◆ **EXERCISE GOAL**: Without a single alteration, write the listing out again.

*** Begin section ***

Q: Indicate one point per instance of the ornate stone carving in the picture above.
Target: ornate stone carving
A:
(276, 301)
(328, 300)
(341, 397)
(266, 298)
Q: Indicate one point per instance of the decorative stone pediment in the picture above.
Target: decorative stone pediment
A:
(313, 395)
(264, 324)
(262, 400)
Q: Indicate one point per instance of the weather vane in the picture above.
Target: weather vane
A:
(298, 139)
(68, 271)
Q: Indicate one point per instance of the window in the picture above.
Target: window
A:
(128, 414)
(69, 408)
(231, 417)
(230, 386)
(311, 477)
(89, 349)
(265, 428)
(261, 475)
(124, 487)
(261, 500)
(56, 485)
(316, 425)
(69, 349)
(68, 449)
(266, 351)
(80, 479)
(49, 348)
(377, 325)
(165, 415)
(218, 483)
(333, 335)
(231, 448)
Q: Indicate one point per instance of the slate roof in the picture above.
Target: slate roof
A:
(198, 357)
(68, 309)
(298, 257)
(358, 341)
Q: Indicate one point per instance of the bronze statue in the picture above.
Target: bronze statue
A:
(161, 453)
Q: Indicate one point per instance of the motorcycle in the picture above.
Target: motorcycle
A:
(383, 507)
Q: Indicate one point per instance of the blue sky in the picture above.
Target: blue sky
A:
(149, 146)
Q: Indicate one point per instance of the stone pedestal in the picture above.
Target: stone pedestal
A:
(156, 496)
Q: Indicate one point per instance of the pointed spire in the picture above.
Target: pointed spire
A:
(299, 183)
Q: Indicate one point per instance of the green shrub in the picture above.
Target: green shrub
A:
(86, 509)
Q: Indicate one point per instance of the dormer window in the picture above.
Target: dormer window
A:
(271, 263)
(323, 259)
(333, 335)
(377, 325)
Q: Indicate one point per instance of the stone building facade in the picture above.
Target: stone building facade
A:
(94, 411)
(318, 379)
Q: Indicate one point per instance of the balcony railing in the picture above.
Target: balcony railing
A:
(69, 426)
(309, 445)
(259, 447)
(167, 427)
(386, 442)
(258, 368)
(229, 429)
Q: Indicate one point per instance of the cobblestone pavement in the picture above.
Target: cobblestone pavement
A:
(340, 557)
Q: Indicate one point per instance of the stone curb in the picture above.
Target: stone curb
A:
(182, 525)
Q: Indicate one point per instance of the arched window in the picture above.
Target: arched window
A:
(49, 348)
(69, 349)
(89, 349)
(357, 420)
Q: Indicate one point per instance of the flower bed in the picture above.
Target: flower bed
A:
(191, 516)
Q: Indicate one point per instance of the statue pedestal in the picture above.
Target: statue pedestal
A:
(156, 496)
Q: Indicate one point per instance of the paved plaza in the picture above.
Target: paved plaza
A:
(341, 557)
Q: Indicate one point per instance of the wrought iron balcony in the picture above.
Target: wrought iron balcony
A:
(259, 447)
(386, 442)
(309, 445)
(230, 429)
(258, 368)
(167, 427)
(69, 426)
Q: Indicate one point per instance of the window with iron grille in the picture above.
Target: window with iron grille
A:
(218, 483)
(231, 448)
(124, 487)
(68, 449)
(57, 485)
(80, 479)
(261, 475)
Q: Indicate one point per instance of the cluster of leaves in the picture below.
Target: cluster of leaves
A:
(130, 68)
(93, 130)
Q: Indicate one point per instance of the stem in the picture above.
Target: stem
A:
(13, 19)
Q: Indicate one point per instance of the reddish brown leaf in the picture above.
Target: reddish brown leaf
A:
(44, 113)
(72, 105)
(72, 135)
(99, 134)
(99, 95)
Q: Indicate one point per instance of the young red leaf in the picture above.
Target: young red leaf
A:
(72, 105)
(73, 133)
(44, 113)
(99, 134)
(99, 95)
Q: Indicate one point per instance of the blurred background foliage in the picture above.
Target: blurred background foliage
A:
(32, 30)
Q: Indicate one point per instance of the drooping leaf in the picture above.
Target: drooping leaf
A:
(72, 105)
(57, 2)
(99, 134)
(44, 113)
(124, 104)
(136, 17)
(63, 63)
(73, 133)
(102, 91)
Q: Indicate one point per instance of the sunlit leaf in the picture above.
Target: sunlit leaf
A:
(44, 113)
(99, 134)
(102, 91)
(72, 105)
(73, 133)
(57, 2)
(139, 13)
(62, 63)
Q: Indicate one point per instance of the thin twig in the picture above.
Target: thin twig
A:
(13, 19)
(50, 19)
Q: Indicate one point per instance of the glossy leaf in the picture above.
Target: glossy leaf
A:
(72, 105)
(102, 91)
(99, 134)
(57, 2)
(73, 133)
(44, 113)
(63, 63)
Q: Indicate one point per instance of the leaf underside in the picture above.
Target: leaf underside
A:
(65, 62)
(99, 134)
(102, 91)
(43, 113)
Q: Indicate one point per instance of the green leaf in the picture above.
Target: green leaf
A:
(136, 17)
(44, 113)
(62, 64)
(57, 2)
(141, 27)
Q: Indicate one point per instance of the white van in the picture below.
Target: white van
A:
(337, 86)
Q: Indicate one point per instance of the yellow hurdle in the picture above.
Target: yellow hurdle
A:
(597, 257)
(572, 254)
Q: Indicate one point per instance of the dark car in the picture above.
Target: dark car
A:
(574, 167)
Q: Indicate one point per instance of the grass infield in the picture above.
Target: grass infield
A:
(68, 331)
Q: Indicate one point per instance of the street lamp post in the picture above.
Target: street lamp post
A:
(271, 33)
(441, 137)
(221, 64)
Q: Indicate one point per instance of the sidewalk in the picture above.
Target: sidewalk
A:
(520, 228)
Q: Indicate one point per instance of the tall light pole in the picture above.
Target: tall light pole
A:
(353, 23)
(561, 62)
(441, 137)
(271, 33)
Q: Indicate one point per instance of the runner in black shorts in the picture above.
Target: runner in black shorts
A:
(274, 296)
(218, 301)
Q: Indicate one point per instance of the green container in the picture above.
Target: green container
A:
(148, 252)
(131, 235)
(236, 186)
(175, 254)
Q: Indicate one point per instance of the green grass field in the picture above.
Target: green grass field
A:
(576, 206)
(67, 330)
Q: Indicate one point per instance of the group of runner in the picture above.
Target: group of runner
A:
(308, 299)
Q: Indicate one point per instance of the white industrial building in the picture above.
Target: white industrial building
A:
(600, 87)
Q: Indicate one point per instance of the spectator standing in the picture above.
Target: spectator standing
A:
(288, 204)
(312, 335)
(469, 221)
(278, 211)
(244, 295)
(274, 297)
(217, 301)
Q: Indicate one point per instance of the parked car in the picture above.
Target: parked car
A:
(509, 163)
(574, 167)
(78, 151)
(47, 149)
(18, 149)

*** End section ***

◆ **ANSWER TO THE EXERCISE**:
Q: Indicate one point per instance of the ornate stone carving in the picture above.
Target: ornate stone carving
A:
(276, 301)
(328, 300)
(341, 397)
(266, 298)
Q: Indicate one point per instance of the decorative stone pediment in the picture above.
Target: decorative stone pediment
A:
(313, 395)
(264, 324)
(262, 400)
Q: Indicate one point per instance of the weather vane in the picture above.
Target: weather vane
A:
(298, 139)
(68, 271)
Q: Indicate one point per instance of the window in the picture above.
Target: window
A:
(128, 414)
(69, 408)
(231, 417)
(230, 386)
(311, 477)
(89, 349)
(265, 428)
(261, 475)
(124, 487)
(261, 500)
(56, 485)
(316, 425)
(69, 349)
(68, 449)
(266, 351)
(80, 479)
(49, 348)
(377, 325)
(165, 415)
(218, 483)
(333, 335)
(231, 448)
Q: Indicate one point per instance of the slate roof in the picture above.
Target: slate roof
A:
(198, 357)
(68, 309)
(298, 257)
(358, 341)
Q: Indicate one point per instance of the bronze statue in the picture above.
Target: bronze statue
A:
(161, 453)
Q: Indicate one point per instance of the motorcycle in the picture above.
Target: motorcycle
A:
(383, 507)
Q: Indicate one point per instance of the blue sky in the picture above.
Target: blue sky
A:
(149, 146)
Q: Indicate one point per instance of the stone pedestal in the picture above.
Target: stone pedestal
A:
(156, 496)
Q: Indicate one point per instance of the pointed spire in the picture above.
Target: pointed spire
A:
(299, 183)
Q: Indicate one point per instance of the green shrub in the picture above.
Target: green shrub
A:
(86, 509)
Q: Indicate one point per instance of the dormer window in the picture above.
Target: dormer window
A:
(271, 263)
(323, 259)
(333, 335)
(377, 325)
Q: Indicate one point per instance of the stone building facade in the picture above.
Target: stone building facade
A:
(94, 411)
(318, 379)
Q: Indicate one point per instance of the balcony railing in the picture above.
Target: balcony railing
A:
(69, 426)
(309, 445)
(259, 447)
(167, 427)
(386, 442)
(258, 368)
(229, 429)
Q: Indicate one point per instance of the cobblestone pavement in the picture above.
Target: cobblestone pavement
A:
(340, 557)
Q: Indicate one point per instance of the stone curb in the picture above.
Target: stone curb
A:
(182, 525)
Q: Indicate one point per instance of the arched window in the picture above.
Target: arched window
A:
(49, 348)
(69, 349)
(89, 349)
(357, 420)
Q: Indicate one point per instance of the flower bed in the picture above.
Target: flower bed
A:
(191, 516)
Q: Indicate one point per instance of the statue pedestal in the picture above.
Target: statue pedestal
A:
(156, 496)
Q: Indicate one point per instance of the paved plaza in the picture above.
Target: paved plaza
A:
(341, 557)
Q: Indicate one point per instance of the wrought iron balcony in the picture above.
Target: wrought iron balcony
A:
(259, 447)
(386, 442)
(309, 445)
(230, 429)
(258, 368)
(167, 427)
(69, 426)
Q: Indicate one point per instance of the window with iron grille in the picture above.
Target: window with iron grille
A:
(218, 483)
(231, 448)
(124, 487)
(68, 449)
(57, 485)
(80, 479)
(261, 475)
Q: Indicate one point per instance of the cluster of leaves in the picture below.
Target: cluster of leaves
A:
(130, 68)
(93, 130)
Q: Indicate one point per instance of the stem in the picture above.
Target: stem
A:
(13, 19)
Q: Indicate one point per instance of the reddish brown leaf in the picture above.
Target: reddish brown leaf
A:
(44, 113)
(72, 105)
(72, 135)
(99, 134)
(99, 95)
Q: Indicate one point per instance of the young red leaf in the picture above.
Target: young red leaf
A:
(72, 105)
(73, 133)
(44, 113)
(99, 134)
(99, 95)
Q: Indicate one point per instance of the blurred background foliage in the picture above.
Target: blurred background foliage
A:
(32, 30)
Q: Indicate one point per instance of the drooping leaf in the picture above.
Target: drooping leaf
A:
(72, 105)
(57, 2)
(99, 134)
(44, 113)
(124, 104)
(136, 17)
(63, 63)
(73, 133)
(102, 91)
Q: Indicate one point per instance of the sunlit leaf in the picture above.
Target: sunlit leaf
A:
(44, 113)
(99, 134)
(102, 91)
(72, 105)
(73, 133)
(57, 2)
(139, 13)
(62, 63)
Q: Indicate one point per instance of the thin twig in the picture above.
Target: thin twig
A:
(13, 19)
(50, 19)
Q: Indicate one point per instance of the glossy leaf in the picture above.
Target: glossy leaf
A:
(72, 105)
(102, 91)
(99, 134)
(57, 2)
(73, 133)
(44, 113)
(63, 63)
Q: Indicate one point per instance of the leaf underside in the picture above.
Target: leaf underside
A:
(65, 62)
(99, 134)
(102, 91)
(43, 113)
Q: Indicate one point per instance of the green leaf in the picture above.
Target: green leaf
A:
(136, 17)
(44, 113)
(62, 64)
(57, 2)
(141, 27)
Q: Indicate one point per instance of the white van in the picture below.
Target: white van
A:
(337, 86)
Q: Indicate one point per instance of the yellow hurdle in the picture above.
Target: yellow hurdle
A:
(597, 257)
(572, 254)
Q: Indicate one point per instance of the dark car in the picture above.
Target: dark car
A:
(574, 167)
Q: Indicate one point per instance of the grass infield in the picture above.
Target: grass infield
A:
(68, 331)
Q: Indicate one point per instance of the street lamp post in the picture above.
Target: street lamp post
A:
(271, 33)
(441, 137)
(221, 64)
Q: Indicate one point per instance of the sidewalk in the picture above.
Target: sidewalk
A:
(520, 228)
Q: Indicate one point per instance of the tall light pole in the picture above.
Target: tall light pole
A:
(353, 23)
(561, 62)
(441, 137)
(271, 33)
Q: Indicate one point per instance of the runner in black shorts in the picture above.
Target: runner in black shorts
A:
(274, 296)
(218, 301)
Q: Indicate one point per instance of the green container in the picture above.
Target: green container
A:
(148, 252)
(131, 235)
(236, 186)
(175, 254)
Q: Indicate one point per instance of the green grass field in the picture above.
Target: green grass field
A:
(576, 206)
(67, 330)
Q: Indicate one point per instance of the group of runner in the picture above.
Target: group of runner
A:
(308, 299)
Q: Indicate one point per instance of the white industrial building in the picture above.
Target: white industrial building
A:
(600, 87)
Q: Indicate one point per instance of the spectator standing in the picture above.
Target: spectator standing
A:
(288, 204)
(312, 335)
(469, 221)
(278, 211)
(244, 295)
(274, 297)
(217, 301)
Q: Indicate one point per instance of the parked car in the picture above.
Target: parked car
A:
(509, 163)
(574, 167)
(78, 151)
(47, 149)
(18, 149)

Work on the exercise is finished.